__Exercise description__.
Search the data below for the word "tree" and report how many lines contain it. Nothing but the number is needed.

== == ==

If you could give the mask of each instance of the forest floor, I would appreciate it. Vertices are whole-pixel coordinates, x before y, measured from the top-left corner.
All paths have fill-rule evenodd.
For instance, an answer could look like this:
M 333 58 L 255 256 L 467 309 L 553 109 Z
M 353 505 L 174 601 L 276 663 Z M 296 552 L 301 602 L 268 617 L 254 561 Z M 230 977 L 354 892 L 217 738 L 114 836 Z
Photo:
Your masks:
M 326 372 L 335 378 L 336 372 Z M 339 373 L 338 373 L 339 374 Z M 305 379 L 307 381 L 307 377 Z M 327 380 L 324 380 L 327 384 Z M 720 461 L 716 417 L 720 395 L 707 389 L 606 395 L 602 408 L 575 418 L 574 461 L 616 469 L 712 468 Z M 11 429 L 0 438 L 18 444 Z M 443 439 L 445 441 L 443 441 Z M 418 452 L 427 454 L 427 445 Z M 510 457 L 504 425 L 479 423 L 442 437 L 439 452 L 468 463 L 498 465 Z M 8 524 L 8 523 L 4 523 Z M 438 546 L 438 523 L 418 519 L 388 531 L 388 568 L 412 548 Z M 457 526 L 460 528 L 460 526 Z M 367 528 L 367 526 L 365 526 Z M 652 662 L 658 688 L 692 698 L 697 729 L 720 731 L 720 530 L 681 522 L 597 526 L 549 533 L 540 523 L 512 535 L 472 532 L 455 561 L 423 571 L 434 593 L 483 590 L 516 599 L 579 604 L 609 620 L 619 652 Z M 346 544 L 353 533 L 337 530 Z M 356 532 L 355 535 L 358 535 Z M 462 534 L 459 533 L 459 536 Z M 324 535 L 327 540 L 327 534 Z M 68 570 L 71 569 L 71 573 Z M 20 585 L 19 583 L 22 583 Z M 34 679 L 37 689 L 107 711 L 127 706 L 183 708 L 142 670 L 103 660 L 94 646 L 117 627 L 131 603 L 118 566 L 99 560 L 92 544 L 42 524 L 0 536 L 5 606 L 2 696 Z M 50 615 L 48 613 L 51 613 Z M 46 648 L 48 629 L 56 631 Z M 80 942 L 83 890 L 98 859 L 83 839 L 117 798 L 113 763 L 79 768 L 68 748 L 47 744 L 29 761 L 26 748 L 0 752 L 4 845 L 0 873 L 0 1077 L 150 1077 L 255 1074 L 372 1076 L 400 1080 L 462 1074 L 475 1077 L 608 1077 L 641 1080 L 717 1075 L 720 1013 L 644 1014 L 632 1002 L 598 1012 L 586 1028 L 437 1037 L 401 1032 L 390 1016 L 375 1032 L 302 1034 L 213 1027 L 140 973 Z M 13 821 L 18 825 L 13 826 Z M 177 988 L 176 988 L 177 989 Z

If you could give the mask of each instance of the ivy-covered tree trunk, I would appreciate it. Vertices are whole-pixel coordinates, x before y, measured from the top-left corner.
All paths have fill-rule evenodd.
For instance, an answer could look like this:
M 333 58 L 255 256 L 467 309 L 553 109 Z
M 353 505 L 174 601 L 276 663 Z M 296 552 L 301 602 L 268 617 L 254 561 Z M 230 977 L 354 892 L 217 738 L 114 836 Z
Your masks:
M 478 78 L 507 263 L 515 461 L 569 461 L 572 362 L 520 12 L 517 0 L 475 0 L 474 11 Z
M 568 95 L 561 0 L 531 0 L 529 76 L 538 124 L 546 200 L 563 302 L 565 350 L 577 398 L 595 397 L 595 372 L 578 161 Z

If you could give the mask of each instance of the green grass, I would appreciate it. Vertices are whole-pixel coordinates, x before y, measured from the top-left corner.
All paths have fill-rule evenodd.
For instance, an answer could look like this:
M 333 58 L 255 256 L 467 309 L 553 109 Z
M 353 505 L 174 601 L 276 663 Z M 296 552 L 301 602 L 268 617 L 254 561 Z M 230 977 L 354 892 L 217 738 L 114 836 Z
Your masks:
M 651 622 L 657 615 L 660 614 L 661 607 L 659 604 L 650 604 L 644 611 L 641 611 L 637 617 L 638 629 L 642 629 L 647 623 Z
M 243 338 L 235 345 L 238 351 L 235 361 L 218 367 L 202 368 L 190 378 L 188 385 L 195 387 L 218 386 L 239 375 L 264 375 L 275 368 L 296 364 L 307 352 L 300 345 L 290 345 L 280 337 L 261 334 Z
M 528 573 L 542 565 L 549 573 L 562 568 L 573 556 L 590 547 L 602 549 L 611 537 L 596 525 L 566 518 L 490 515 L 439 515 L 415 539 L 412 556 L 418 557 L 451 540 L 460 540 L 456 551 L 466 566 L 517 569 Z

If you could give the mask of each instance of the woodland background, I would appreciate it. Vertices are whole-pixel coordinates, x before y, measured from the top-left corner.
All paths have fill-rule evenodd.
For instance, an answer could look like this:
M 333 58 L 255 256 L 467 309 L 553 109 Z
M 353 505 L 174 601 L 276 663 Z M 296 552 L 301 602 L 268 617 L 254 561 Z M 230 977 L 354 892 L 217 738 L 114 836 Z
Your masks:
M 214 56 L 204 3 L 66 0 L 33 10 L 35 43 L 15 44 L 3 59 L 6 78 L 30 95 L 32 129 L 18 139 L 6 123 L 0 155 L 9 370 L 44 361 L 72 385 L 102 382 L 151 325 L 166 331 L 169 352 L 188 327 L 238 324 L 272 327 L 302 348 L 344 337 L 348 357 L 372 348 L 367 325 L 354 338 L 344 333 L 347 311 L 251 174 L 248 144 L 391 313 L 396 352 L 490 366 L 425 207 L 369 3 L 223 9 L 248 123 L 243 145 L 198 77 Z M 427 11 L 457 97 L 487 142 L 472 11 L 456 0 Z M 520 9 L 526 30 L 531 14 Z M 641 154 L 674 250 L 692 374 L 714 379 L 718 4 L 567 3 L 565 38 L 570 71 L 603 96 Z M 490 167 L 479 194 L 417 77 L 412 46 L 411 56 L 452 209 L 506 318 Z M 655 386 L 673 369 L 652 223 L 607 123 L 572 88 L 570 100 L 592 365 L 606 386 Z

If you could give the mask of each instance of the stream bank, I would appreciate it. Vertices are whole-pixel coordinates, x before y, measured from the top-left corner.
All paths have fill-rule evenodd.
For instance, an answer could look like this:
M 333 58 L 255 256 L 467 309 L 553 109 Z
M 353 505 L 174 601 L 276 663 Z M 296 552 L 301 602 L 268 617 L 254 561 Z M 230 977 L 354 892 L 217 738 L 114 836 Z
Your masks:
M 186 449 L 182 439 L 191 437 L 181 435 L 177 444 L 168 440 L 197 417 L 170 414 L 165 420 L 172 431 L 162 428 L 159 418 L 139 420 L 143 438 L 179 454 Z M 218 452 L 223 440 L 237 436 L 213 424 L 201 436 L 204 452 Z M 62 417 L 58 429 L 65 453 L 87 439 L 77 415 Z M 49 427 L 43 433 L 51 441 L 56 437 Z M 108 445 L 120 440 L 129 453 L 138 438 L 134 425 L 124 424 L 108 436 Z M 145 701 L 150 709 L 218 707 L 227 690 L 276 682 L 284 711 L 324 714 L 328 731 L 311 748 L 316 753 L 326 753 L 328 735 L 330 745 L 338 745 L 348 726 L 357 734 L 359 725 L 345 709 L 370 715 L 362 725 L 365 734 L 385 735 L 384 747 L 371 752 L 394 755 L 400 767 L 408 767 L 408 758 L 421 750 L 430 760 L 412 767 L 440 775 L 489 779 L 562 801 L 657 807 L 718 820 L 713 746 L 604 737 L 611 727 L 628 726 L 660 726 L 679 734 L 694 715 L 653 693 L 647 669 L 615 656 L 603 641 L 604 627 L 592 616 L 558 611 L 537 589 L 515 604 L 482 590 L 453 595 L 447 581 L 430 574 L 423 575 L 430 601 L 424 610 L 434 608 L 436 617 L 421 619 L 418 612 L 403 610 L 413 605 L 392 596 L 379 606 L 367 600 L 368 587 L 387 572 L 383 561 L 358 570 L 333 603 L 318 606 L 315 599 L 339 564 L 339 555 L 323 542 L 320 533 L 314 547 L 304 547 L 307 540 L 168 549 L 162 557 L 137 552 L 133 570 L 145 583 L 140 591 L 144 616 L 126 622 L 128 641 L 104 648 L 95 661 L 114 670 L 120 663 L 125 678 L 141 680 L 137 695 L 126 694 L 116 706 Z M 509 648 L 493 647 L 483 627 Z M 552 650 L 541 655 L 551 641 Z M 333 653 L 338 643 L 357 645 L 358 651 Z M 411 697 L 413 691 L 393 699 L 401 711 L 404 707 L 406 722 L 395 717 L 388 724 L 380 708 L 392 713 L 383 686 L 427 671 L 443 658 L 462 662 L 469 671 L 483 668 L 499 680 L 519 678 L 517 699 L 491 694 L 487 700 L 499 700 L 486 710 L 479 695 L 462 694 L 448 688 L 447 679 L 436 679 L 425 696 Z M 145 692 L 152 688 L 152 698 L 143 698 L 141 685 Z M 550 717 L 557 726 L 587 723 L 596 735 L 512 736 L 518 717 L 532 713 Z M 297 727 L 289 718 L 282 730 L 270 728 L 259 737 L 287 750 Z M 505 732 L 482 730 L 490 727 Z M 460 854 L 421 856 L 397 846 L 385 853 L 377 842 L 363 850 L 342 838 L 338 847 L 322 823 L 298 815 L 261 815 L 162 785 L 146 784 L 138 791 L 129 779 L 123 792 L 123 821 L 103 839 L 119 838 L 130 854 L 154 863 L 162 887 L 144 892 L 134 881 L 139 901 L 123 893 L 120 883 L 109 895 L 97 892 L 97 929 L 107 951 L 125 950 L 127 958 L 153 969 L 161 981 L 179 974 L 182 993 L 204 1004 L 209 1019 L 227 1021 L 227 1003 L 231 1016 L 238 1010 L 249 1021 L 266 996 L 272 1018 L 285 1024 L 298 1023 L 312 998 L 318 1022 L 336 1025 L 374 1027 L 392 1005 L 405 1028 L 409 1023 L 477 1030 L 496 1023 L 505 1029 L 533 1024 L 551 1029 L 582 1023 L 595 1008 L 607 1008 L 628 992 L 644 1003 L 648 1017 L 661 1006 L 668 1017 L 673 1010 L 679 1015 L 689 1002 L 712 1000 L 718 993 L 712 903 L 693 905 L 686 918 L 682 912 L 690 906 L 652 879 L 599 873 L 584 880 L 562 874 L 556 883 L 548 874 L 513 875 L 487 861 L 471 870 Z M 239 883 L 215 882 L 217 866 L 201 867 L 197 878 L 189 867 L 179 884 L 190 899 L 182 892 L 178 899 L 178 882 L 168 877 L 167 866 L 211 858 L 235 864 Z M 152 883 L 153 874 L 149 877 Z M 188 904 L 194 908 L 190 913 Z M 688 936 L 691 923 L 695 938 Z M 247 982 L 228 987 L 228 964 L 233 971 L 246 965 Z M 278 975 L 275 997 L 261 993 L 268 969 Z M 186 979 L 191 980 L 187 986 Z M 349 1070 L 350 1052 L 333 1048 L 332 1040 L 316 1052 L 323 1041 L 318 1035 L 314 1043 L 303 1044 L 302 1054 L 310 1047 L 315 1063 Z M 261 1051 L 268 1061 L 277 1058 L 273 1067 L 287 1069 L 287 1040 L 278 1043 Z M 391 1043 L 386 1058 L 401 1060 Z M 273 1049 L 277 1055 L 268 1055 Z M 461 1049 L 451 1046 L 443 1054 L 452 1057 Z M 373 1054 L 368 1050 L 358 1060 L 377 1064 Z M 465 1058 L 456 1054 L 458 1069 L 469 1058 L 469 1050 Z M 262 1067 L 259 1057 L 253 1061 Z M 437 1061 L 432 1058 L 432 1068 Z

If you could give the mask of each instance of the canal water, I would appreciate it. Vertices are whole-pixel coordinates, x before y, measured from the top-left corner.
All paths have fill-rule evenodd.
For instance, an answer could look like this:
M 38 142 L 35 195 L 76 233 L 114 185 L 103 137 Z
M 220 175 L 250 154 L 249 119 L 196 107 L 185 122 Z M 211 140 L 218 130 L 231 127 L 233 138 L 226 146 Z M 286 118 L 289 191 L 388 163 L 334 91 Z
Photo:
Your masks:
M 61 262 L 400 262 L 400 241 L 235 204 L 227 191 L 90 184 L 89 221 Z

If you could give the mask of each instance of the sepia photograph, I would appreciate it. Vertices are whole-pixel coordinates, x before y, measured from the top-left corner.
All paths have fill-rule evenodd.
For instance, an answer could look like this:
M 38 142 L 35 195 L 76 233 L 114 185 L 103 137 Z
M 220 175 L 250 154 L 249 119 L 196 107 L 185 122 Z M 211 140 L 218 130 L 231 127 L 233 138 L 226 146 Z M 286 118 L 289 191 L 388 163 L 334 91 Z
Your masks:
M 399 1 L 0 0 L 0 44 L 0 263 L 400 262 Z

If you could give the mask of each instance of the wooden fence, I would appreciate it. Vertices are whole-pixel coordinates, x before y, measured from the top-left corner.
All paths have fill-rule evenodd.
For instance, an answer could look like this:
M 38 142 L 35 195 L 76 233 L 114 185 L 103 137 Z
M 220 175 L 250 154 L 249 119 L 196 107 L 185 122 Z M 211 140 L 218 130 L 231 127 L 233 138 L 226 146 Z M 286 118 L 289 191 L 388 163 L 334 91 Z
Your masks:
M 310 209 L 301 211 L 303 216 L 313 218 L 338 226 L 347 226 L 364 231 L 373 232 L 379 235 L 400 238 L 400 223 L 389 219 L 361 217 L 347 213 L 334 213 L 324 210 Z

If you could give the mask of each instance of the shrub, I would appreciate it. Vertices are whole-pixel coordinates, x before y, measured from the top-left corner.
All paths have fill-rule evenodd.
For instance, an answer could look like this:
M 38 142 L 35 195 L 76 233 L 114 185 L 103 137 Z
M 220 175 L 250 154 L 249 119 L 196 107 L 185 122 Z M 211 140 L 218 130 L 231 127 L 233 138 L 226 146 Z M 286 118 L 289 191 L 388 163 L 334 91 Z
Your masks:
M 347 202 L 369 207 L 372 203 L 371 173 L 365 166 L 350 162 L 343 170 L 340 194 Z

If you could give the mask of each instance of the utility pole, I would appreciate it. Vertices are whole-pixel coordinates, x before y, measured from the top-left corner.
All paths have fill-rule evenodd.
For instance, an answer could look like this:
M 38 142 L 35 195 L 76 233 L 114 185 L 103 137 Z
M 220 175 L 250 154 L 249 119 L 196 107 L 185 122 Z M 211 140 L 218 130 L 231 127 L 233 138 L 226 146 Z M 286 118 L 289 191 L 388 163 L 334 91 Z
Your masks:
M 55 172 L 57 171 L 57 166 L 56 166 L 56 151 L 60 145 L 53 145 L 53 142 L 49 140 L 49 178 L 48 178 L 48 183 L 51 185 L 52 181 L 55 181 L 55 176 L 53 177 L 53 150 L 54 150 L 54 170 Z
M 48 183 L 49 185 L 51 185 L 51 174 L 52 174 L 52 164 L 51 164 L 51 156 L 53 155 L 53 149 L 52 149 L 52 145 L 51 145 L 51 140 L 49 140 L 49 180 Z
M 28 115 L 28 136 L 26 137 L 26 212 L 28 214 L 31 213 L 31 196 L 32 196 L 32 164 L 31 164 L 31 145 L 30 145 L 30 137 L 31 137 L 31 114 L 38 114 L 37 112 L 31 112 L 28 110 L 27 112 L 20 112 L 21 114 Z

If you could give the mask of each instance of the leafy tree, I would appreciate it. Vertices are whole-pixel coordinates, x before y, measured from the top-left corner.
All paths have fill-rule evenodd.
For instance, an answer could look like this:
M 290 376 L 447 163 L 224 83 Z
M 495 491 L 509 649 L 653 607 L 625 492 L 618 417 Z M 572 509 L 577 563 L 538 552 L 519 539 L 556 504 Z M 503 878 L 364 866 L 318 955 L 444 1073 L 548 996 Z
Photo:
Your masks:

== == ==

__Output__.
2